**Problem statement:** State how many lines in the items below contain the string "leaf", with case counting, and give only that number.
** START OF Data shown **
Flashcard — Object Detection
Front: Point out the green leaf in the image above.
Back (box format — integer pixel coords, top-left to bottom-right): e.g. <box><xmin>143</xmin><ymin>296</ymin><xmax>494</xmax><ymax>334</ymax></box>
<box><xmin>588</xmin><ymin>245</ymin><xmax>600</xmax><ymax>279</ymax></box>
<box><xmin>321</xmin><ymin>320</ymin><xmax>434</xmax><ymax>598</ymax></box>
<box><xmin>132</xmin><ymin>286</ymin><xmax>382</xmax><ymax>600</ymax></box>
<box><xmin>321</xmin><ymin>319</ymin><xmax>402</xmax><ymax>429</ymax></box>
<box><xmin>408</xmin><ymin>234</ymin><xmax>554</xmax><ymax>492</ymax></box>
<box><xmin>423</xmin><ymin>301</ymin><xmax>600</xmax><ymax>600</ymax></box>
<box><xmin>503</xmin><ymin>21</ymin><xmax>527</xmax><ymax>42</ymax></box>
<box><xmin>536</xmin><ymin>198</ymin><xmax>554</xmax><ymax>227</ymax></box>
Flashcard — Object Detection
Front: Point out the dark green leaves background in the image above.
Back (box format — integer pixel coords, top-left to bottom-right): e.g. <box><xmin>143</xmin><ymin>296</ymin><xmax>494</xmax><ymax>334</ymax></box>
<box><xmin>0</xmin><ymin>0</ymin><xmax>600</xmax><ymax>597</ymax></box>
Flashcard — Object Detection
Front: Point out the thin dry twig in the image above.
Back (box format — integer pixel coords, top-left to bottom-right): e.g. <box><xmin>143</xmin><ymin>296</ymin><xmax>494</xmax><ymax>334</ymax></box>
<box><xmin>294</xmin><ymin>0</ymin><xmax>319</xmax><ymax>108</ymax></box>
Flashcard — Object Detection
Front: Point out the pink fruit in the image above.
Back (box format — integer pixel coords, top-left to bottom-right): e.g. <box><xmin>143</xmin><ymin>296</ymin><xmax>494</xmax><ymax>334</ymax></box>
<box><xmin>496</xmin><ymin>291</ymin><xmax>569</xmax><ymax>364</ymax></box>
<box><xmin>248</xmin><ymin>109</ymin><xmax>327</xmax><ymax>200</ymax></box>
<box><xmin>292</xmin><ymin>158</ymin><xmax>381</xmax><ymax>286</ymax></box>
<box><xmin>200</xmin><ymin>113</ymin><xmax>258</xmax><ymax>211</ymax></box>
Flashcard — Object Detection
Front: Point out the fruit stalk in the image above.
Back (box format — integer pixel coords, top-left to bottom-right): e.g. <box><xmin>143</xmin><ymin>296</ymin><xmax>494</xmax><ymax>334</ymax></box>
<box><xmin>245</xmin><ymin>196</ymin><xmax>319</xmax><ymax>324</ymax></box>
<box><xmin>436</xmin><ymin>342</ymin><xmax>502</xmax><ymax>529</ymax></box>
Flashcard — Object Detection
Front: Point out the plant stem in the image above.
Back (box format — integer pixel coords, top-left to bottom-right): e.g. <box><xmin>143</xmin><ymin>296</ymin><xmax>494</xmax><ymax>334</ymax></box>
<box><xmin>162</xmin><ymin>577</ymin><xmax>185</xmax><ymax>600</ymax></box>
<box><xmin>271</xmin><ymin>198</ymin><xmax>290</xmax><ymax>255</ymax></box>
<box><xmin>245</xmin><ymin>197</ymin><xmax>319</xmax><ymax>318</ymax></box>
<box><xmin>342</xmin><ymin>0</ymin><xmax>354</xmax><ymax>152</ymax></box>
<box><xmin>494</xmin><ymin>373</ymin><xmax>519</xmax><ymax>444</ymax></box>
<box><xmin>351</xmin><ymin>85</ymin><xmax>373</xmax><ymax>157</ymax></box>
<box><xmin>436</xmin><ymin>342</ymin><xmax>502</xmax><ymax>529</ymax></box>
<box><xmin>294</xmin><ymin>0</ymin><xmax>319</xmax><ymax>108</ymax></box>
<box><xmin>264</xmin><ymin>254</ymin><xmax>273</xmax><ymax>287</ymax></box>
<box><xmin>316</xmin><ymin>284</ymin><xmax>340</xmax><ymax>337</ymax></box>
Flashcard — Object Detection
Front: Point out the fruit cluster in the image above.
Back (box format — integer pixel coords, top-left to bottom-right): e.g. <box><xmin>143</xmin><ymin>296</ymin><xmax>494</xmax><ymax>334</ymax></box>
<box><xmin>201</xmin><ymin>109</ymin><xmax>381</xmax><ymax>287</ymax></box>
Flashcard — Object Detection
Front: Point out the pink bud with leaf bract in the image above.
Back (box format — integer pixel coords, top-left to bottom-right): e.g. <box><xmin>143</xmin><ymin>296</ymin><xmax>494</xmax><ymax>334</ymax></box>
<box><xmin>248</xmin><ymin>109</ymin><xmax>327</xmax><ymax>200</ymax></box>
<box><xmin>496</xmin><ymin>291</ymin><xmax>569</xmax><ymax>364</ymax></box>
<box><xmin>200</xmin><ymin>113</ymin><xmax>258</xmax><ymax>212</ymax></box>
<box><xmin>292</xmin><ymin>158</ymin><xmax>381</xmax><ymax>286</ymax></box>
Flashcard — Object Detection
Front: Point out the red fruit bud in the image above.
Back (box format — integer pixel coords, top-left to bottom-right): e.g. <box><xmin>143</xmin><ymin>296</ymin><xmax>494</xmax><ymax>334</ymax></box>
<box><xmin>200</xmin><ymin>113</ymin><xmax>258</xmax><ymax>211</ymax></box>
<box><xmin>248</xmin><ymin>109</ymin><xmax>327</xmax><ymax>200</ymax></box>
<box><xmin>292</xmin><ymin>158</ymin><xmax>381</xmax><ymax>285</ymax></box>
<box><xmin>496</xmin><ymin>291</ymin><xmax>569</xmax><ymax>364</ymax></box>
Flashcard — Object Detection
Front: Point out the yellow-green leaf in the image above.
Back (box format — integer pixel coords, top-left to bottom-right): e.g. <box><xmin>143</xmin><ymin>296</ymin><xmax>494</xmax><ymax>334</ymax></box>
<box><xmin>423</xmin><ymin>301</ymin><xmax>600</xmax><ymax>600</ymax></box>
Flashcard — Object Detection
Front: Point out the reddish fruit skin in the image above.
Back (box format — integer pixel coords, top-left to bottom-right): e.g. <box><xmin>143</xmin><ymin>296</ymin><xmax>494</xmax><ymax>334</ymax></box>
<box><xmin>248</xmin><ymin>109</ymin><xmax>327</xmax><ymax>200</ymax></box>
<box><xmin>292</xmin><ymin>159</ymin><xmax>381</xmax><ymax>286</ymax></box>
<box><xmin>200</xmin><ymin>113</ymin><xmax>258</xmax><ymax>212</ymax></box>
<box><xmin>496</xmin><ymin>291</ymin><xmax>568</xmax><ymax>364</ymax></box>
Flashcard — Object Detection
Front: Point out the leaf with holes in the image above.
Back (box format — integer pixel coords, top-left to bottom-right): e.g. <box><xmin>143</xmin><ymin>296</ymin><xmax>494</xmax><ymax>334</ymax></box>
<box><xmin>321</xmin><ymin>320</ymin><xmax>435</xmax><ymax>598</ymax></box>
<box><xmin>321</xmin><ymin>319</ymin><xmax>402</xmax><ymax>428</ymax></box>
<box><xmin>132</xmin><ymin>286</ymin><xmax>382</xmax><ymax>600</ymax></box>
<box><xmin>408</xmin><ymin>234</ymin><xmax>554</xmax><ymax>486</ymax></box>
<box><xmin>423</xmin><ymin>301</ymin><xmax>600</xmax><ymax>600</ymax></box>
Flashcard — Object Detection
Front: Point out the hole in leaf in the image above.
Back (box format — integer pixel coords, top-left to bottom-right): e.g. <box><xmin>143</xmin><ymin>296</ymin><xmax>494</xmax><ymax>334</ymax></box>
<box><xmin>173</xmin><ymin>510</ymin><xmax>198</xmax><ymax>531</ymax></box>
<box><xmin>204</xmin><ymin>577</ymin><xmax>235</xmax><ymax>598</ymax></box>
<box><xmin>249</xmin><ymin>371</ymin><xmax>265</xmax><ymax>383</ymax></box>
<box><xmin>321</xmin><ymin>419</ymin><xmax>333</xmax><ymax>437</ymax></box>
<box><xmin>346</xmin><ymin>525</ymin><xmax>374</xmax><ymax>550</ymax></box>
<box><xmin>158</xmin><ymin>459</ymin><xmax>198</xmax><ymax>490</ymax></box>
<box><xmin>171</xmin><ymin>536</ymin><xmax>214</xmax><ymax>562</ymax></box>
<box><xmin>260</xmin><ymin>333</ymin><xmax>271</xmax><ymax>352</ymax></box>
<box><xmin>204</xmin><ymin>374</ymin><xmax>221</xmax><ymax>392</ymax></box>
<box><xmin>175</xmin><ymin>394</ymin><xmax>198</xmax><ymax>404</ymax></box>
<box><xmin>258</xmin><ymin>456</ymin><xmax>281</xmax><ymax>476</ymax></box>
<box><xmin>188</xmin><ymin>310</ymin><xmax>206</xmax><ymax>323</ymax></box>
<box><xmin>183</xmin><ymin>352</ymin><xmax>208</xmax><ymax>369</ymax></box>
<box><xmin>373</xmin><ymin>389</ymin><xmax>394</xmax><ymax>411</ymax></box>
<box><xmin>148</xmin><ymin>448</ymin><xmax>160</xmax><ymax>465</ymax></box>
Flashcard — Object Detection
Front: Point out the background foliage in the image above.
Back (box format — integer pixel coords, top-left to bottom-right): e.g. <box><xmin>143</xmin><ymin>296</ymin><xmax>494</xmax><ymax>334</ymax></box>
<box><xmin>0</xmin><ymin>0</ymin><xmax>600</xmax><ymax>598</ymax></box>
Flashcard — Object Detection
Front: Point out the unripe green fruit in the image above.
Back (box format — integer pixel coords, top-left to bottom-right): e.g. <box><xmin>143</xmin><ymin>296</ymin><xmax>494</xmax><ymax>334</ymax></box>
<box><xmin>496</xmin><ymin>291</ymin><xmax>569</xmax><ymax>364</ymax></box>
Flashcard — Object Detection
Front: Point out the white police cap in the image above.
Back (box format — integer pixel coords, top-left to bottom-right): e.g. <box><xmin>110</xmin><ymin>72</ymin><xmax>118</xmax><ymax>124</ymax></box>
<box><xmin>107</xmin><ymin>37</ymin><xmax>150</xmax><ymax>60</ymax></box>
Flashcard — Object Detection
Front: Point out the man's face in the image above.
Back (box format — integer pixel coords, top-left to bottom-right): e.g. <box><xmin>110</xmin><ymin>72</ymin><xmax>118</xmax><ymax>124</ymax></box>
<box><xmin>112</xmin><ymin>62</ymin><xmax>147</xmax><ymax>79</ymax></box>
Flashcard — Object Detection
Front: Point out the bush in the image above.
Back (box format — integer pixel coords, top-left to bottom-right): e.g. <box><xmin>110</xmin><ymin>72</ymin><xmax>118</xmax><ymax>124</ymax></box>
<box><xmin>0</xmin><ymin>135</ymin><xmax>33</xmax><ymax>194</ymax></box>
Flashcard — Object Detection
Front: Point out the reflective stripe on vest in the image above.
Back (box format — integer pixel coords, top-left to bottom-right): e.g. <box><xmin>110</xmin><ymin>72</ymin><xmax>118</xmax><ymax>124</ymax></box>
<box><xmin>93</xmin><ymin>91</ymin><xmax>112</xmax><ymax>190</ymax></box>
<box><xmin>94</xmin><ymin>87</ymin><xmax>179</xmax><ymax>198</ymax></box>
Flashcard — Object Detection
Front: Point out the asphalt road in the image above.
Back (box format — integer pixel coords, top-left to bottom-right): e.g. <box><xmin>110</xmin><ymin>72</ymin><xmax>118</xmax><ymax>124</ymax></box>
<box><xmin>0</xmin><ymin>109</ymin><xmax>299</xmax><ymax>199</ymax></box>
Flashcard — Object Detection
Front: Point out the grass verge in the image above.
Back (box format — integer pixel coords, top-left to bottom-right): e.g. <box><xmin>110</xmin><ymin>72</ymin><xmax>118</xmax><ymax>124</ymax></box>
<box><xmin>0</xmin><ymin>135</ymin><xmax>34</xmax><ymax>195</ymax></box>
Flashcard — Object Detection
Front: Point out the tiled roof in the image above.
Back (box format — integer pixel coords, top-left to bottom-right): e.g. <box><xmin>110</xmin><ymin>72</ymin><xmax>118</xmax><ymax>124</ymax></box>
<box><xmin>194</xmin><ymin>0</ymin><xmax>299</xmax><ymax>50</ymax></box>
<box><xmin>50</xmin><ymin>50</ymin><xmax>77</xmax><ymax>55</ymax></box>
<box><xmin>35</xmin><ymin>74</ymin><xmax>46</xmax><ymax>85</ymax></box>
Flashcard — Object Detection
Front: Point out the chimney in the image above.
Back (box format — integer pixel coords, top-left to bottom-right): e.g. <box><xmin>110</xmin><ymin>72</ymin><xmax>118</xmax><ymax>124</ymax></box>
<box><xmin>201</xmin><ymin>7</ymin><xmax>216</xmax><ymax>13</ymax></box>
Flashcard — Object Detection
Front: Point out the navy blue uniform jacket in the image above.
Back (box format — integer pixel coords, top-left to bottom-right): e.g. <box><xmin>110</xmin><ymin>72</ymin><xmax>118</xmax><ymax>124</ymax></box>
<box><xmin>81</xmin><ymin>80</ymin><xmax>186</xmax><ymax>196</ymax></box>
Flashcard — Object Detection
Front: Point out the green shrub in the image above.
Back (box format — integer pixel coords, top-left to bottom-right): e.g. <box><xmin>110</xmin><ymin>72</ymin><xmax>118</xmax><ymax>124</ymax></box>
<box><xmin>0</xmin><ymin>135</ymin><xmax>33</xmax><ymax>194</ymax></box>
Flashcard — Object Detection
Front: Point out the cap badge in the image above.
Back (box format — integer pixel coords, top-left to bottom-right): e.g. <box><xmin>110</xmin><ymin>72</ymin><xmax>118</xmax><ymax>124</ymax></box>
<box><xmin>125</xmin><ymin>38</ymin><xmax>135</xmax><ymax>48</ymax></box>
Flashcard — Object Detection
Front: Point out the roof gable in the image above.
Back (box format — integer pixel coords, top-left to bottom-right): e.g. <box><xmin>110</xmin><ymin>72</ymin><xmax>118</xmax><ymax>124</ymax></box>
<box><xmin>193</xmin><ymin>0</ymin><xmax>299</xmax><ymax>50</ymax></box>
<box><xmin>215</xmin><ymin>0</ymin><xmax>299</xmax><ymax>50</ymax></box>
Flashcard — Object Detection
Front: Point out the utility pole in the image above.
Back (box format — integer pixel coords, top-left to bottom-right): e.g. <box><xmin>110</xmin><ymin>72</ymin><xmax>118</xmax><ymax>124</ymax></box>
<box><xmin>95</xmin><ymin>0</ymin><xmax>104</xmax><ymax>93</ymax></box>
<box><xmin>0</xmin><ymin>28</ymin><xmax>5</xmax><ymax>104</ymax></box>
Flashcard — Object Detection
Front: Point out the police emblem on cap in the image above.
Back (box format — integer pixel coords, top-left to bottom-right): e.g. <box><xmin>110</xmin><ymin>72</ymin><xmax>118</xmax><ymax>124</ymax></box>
** END OF Data shown **
**Exercise response:** 5